BRANO PROPOSTO |
+ + + +
Il mood tecnologico della giornata è stato messo a fuoco da Michele Porcu, VP Business Value Services & Strategies EMEA di Oracle, che ha ricordato come oggi la strategia dell’azienda poggi su due pilastri fondamentali: i dati e il cloud infrastrutturale. A proposito di quest’ultimo, Michele Porcu ha tenuto a precisare che “Oracle non è un follower nel cloud, nonostante il fatto che vi siamo arrivati dopo altri, ma è un nuovo entrato che soddisfa un fabbisogno che in questo momento non è ancora affrontato dagli altri provider, e lo fa con un cloud che è di seconda generazione, ovvero reingegnerizzato per avere massimi livelli di efficienza, sicurezza e flessibilità”.
+ + + +
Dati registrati
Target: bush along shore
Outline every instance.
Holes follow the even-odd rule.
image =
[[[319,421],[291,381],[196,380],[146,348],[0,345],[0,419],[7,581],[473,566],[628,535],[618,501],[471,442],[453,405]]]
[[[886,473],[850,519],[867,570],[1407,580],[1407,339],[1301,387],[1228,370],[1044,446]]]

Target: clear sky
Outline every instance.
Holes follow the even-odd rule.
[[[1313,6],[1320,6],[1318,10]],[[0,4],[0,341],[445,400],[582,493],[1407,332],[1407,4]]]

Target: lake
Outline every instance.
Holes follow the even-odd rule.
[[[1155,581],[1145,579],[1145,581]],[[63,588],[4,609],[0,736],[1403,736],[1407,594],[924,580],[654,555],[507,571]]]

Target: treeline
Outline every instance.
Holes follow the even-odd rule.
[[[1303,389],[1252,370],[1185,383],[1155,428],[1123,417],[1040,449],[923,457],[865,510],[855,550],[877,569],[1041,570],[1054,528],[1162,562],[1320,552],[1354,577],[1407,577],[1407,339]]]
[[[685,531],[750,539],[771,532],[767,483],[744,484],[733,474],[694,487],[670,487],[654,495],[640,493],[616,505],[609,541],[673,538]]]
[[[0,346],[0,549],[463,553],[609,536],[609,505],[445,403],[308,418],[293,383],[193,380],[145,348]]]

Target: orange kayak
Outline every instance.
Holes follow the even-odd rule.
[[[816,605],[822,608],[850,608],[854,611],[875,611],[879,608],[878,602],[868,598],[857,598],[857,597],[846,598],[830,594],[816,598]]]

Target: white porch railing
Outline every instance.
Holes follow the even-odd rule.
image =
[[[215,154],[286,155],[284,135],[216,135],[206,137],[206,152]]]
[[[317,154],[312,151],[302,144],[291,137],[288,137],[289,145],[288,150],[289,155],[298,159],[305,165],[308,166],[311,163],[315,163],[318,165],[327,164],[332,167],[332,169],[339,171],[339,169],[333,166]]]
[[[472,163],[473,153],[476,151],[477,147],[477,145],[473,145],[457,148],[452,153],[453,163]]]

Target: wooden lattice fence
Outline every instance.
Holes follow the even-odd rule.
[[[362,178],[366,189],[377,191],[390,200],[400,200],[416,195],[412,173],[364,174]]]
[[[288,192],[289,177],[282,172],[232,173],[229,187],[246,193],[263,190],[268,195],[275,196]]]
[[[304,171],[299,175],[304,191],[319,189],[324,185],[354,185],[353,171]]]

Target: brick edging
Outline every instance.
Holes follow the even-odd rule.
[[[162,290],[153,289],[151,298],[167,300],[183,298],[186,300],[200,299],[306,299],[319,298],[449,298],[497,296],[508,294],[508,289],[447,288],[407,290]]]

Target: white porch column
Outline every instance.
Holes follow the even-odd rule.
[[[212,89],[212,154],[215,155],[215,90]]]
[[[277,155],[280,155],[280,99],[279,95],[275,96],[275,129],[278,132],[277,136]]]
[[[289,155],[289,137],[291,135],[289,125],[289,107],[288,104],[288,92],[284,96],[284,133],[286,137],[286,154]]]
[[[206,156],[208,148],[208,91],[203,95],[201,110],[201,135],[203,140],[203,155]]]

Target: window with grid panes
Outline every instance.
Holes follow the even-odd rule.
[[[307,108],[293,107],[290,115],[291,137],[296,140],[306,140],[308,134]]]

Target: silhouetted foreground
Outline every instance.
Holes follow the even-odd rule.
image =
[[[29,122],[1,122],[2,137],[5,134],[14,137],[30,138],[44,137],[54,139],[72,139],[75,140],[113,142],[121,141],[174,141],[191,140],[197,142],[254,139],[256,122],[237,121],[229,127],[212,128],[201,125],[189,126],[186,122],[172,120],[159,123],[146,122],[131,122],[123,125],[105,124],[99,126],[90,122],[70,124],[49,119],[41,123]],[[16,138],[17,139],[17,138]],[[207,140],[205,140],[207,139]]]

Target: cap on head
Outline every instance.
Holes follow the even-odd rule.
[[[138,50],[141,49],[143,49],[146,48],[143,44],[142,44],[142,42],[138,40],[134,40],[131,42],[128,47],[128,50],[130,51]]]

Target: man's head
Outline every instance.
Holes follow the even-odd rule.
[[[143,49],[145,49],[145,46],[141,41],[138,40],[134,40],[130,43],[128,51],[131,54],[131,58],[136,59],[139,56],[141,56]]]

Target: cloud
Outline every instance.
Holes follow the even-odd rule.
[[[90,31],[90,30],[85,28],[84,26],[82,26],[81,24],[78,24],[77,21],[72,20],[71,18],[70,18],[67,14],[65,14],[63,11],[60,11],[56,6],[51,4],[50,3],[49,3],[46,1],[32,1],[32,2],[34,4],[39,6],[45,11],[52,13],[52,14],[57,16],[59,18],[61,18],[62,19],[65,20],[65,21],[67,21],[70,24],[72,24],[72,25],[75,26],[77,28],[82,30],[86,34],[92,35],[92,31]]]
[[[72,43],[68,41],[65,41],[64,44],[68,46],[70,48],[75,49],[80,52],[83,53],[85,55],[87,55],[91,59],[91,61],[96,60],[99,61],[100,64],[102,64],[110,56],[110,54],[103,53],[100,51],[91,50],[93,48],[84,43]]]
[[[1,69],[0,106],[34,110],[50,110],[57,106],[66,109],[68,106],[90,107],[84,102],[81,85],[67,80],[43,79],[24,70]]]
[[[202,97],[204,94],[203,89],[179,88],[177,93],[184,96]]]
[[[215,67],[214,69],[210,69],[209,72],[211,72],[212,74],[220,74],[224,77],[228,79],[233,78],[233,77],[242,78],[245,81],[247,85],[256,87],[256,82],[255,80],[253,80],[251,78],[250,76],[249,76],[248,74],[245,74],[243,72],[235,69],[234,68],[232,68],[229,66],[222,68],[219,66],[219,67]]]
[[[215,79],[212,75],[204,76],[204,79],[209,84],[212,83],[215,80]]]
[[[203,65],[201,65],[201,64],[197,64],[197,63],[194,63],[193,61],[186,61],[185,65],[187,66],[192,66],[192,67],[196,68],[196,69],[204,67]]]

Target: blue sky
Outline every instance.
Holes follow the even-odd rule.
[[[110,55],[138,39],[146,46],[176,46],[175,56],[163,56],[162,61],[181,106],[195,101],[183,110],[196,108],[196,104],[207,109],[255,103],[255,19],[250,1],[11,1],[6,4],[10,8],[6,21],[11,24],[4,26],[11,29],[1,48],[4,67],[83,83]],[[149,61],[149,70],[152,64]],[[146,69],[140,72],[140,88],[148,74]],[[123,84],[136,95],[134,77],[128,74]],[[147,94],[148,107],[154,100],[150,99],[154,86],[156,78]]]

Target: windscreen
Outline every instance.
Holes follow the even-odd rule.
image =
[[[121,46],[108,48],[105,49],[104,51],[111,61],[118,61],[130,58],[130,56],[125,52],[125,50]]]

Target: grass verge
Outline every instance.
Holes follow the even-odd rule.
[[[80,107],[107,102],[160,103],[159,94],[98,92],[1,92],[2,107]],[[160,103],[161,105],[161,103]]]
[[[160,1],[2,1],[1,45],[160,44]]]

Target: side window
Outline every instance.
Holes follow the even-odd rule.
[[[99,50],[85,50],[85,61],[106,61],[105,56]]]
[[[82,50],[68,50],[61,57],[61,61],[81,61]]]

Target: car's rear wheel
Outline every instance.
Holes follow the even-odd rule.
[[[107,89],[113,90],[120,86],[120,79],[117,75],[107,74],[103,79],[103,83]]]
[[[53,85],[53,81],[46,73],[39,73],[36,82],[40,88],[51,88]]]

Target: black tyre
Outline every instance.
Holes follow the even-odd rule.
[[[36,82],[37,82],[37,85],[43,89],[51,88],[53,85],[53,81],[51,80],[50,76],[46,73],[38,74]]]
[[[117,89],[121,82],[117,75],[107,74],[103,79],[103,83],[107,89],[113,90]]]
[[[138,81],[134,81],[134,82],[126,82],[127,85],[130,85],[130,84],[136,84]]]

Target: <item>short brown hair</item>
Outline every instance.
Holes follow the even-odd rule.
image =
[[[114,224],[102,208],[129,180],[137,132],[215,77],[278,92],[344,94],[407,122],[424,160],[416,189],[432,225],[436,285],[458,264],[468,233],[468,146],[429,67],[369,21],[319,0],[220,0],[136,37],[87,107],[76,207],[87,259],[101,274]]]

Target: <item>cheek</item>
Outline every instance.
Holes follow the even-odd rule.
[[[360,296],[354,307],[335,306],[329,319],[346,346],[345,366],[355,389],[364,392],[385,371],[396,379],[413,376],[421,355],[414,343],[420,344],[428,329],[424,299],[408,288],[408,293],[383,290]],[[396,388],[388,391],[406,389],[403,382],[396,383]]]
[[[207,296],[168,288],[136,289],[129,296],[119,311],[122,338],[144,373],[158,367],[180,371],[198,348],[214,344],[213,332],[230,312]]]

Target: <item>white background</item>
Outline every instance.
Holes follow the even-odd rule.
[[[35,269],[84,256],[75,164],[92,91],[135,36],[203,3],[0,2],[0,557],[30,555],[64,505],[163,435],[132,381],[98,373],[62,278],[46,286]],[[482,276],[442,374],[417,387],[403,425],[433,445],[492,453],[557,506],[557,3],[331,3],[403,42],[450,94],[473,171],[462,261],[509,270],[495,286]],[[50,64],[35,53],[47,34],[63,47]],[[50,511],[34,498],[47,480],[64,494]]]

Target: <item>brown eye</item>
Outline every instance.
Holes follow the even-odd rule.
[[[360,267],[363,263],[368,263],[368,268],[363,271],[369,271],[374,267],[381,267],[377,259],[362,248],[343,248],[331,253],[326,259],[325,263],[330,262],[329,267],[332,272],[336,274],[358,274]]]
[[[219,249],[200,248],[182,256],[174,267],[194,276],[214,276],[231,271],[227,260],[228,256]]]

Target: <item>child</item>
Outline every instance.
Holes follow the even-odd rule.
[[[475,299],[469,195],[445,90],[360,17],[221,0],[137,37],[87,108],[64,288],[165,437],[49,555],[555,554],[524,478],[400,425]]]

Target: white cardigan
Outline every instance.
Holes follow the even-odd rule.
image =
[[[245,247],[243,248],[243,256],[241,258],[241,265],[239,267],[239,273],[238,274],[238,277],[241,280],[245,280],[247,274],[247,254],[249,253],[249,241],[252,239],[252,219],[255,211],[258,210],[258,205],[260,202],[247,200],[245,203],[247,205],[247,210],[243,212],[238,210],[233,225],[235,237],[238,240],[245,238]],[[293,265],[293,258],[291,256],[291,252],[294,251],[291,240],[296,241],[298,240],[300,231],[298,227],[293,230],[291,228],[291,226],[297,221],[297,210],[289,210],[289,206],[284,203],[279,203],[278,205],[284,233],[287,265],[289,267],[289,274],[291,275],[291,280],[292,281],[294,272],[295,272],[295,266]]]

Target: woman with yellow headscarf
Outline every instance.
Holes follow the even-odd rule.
+ + + +
I TUOI COMPITI |
(1) Secondo il brano proposto, su quali due pilastri poggia oggi la strategia di Oracle?
(2) Estrai dai record tutte le righe che contengono la parola "white".

RISPOSTE PER COMPITO |
(1) Sui dati e sul cloud infrastrutturale.

(2)
Target: white porch railing
Target: white porch column
Target: <item>white background</item>
Target: white cardigan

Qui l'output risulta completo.